** START Exercise inputs **
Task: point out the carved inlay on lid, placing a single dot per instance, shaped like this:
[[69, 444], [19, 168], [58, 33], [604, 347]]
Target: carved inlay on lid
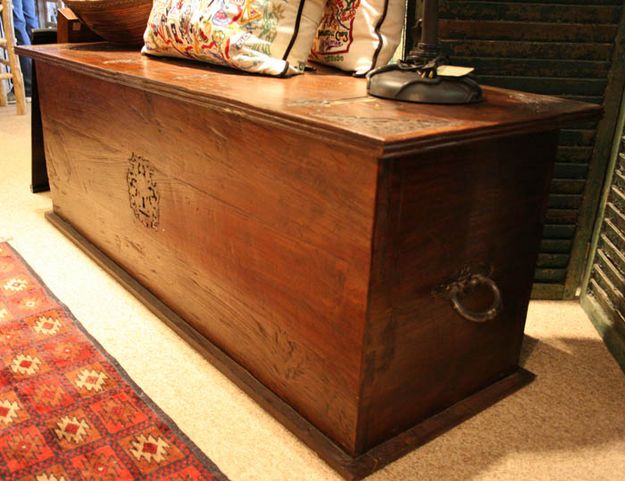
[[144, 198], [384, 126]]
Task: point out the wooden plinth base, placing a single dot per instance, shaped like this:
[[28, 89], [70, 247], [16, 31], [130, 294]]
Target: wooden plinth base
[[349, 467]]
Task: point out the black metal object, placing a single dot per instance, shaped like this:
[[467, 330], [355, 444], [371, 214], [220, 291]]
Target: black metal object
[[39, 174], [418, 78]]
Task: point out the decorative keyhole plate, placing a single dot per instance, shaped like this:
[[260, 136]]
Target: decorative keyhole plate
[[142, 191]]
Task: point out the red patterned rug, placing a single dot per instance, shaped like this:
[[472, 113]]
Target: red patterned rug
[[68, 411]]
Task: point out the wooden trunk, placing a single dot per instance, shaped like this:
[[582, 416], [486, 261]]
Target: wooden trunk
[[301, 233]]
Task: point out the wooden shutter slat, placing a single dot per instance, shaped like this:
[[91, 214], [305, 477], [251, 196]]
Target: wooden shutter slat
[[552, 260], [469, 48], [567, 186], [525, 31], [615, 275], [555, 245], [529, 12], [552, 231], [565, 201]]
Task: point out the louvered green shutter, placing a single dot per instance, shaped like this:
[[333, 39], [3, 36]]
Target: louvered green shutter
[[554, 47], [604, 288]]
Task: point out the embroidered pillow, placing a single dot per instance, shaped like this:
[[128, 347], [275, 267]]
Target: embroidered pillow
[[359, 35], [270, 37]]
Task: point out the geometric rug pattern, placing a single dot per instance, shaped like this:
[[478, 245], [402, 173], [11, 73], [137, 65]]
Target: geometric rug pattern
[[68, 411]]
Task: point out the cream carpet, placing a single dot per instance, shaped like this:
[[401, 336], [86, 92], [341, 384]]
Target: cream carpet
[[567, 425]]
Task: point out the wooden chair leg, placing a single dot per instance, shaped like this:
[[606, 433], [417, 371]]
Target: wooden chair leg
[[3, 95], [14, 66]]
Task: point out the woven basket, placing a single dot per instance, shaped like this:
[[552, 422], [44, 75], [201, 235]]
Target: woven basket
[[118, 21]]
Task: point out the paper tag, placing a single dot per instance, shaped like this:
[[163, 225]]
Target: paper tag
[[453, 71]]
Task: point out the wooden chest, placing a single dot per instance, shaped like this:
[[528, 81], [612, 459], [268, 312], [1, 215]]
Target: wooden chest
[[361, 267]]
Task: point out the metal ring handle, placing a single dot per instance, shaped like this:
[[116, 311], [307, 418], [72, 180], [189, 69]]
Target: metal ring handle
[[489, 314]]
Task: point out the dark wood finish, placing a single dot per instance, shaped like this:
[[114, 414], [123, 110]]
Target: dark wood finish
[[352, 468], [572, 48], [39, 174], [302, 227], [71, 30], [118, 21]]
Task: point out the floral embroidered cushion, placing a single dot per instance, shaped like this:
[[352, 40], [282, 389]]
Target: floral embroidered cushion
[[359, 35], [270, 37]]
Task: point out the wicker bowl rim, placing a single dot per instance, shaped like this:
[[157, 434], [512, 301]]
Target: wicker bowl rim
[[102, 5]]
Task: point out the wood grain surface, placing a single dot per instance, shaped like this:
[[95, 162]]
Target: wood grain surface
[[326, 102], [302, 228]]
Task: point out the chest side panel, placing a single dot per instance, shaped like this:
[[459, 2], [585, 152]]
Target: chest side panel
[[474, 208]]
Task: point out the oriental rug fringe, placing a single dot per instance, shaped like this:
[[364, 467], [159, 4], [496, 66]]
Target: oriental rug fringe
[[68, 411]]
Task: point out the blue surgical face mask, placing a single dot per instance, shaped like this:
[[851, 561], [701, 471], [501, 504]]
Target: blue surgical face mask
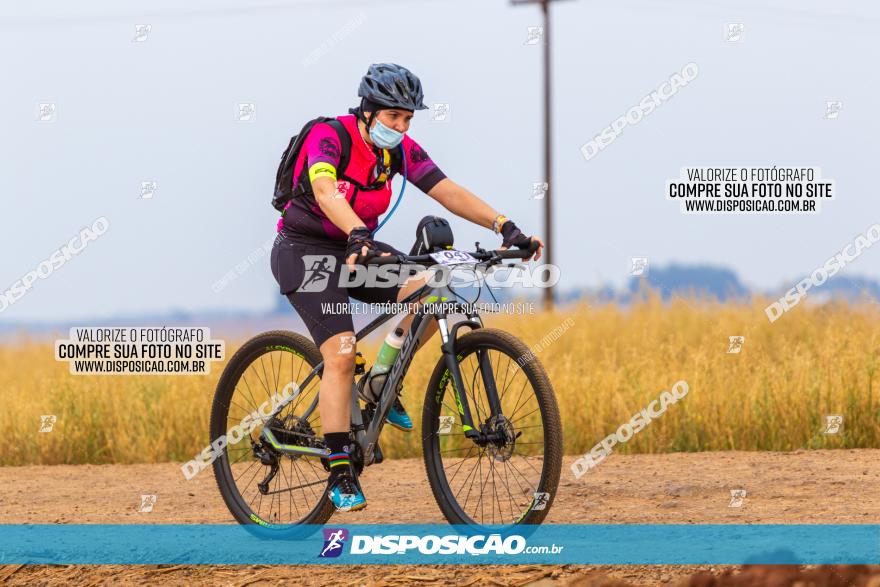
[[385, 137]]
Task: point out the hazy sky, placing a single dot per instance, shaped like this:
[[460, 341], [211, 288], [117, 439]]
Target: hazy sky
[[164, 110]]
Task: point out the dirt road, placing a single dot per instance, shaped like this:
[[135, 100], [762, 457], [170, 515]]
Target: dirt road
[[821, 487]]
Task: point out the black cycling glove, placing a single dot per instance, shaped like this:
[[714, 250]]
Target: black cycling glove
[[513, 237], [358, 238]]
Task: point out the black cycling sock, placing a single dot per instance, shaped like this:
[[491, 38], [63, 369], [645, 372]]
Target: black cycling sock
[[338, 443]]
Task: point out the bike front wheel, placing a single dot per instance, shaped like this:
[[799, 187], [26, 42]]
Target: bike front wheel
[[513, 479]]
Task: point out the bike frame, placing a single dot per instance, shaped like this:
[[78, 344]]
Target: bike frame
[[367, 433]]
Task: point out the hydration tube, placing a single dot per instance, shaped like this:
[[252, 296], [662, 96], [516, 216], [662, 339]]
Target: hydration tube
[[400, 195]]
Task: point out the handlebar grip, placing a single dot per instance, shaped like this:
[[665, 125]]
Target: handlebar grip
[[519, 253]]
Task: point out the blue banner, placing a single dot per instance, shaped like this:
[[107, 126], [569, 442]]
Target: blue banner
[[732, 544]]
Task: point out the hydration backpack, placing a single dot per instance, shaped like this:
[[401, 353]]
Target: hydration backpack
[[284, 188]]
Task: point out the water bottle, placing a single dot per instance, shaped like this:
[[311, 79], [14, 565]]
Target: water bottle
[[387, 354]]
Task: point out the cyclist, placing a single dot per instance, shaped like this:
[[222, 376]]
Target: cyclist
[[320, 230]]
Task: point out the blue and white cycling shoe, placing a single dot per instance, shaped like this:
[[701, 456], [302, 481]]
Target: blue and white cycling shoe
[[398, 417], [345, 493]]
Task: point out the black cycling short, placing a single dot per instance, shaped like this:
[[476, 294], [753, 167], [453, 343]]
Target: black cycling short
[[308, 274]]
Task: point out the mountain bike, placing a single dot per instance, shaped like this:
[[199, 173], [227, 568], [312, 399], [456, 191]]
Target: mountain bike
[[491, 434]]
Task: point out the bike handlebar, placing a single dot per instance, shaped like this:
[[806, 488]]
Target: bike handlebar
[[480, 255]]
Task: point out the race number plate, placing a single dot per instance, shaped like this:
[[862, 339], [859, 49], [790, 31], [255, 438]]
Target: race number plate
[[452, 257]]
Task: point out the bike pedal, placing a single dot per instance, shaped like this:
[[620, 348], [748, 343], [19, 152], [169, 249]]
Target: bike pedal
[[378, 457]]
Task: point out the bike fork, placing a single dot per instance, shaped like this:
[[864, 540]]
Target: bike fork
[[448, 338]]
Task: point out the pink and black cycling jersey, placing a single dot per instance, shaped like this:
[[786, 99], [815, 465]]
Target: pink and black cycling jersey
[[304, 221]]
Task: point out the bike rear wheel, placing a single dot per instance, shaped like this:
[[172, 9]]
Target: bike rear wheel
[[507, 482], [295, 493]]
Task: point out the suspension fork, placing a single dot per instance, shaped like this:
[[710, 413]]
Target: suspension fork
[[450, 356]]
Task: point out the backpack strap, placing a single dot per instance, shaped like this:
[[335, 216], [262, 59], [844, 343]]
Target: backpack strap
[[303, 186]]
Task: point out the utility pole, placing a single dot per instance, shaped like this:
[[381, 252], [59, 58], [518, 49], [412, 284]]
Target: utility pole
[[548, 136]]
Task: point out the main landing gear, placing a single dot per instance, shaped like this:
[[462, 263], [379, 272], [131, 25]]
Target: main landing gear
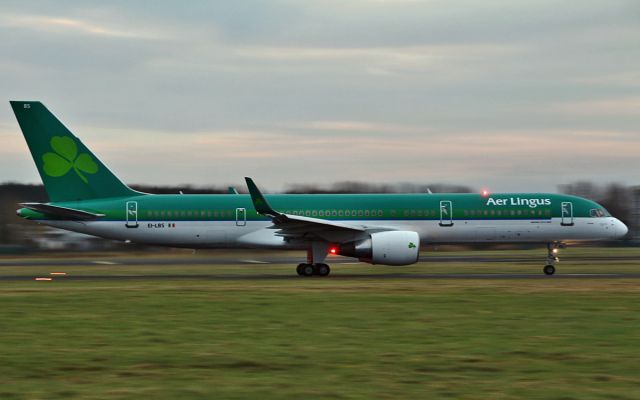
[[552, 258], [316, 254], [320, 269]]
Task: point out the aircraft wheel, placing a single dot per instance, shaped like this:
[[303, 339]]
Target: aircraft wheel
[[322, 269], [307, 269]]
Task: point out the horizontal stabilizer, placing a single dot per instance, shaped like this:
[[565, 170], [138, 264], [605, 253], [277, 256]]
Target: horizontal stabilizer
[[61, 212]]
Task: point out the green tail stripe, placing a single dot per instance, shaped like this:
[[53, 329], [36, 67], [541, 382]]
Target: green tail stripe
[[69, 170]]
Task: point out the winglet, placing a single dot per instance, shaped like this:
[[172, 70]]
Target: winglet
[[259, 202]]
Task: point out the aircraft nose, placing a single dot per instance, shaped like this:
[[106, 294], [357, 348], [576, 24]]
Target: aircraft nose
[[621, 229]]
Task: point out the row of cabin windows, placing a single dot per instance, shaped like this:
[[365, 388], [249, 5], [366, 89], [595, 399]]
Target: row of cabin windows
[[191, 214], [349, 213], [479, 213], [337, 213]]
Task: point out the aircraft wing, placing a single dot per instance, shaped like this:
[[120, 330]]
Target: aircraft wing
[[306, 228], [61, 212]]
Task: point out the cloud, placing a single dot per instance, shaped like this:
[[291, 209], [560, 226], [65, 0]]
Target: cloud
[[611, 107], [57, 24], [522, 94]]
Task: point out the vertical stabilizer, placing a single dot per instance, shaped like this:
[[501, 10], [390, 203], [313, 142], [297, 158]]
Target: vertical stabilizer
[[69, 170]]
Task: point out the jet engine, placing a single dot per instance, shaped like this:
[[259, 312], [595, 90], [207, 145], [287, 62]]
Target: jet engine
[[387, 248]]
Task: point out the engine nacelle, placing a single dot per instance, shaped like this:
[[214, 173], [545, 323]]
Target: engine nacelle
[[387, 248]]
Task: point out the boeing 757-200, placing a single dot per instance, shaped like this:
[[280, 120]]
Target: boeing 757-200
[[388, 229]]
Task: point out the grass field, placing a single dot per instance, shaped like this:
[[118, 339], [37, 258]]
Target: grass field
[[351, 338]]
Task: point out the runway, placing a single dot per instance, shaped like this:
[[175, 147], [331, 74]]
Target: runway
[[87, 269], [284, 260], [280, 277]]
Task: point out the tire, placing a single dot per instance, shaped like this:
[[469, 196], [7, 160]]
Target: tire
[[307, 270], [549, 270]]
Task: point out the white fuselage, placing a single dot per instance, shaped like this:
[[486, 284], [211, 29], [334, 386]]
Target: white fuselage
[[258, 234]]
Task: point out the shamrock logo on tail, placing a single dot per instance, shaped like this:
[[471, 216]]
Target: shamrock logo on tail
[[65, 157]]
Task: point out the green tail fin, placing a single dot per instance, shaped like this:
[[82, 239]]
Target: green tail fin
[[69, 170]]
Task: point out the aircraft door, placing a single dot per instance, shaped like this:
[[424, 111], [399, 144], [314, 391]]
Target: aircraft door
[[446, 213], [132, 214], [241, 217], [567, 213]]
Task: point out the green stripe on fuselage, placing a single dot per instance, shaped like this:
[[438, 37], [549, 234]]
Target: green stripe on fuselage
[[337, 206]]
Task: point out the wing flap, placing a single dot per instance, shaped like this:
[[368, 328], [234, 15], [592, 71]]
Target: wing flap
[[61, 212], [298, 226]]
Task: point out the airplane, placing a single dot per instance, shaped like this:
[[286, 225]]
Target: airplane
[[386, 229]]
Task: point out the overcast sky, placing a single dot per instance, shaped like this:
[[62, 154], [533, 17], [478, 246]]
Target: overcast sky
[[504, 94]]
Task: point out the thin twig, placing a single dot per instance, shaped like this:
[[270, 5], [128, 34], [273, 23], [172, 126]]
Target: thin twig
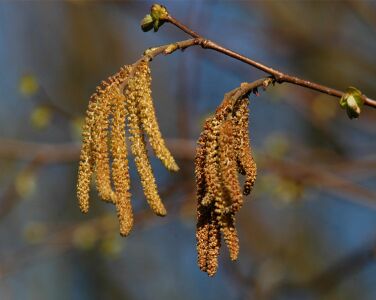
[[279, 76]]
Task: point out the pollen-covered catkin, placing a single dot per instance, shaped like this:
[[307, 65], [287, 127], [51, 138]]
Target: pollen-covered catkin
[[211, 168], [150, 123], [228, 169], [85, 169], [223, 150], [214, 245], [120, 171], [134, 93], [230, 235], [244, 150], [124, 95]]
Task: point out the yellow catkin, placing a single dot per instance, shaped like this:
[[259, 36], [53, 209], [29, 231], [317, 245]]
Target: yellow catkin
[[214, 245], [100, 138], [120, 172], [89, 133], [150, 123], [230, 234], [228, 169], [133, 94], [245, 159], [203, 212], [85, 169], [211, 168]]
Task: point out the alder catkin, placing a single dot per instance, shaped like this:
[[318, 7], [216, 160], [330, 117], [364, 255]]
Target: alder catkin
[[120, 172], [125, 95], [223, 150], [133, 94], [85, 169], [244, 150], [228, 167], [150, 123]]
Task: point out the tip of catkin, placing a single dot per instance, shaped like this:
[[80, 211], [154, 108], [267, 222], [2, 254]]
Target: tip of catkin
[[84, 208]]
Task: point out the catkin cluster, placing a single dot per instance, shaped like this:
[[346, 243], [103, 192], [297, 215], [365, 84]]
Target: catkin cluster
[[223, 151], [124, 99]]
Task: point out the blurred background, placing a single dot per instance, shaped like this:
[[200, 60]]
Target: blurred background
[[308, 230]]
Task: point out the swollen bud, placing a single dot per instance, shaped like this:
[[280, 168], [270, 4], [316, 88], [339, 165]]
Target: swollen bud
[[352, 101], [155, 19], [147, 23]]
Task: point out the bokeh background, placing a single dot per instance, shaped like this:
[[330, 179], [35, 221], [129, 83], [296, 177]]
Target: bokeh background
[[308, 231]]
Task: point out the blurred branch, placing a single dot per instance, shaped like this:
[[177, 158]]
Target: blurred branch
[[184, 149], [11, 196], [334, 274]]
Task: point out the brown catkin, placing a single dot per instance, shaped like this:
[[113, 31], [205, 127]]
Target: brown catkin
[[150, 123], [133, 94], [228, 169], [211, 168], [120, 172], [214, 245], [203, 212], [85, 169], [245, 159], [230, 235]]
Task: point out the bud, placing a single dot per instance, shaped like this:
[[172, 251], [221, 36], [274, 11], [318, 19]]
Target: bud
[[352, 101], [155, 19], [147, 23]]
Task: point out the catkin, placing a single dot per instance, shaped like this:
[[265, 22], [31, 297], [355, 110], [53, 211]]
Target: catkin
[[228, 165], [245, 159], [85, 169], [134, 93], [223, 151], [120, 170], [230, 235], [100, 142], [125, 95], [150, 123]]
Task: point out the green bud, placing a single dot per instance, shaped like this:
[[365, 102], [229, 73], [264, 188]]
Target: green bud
** END Exercise inputs **
#### Work instructions:
Please copy out the records above word for word, starting with the line that contains "Task: point out the bike pedal, placing" and going on through the line that contains "[[507, 482], [295, 493]]", both included.

#### Written response:
Task: point out the bike pedal, placing a single dot per instance, shaped like this:
[[620, 348], [748, 343], [19, 152], [169, 249]]
Target: bike pedal
[[378, 457]]
Task: point out the bike fork, placing a single dot per instance, shaped like this:
[[864, 540]]
Target: bike fork
[[448, 338]]
Task: point out the pink and black cycling jersey, placing a single dot per instance, shaped like this:
[[786, 99], [815, 465]]
Target: pink and black cycling jersey
[[304, 221]]
Task: point out the bike rear wheel, placing a single dot per instance, shaped like this:
[[172, 9]]
Target: bike rear wheel
[[507, 482], [295, 493]]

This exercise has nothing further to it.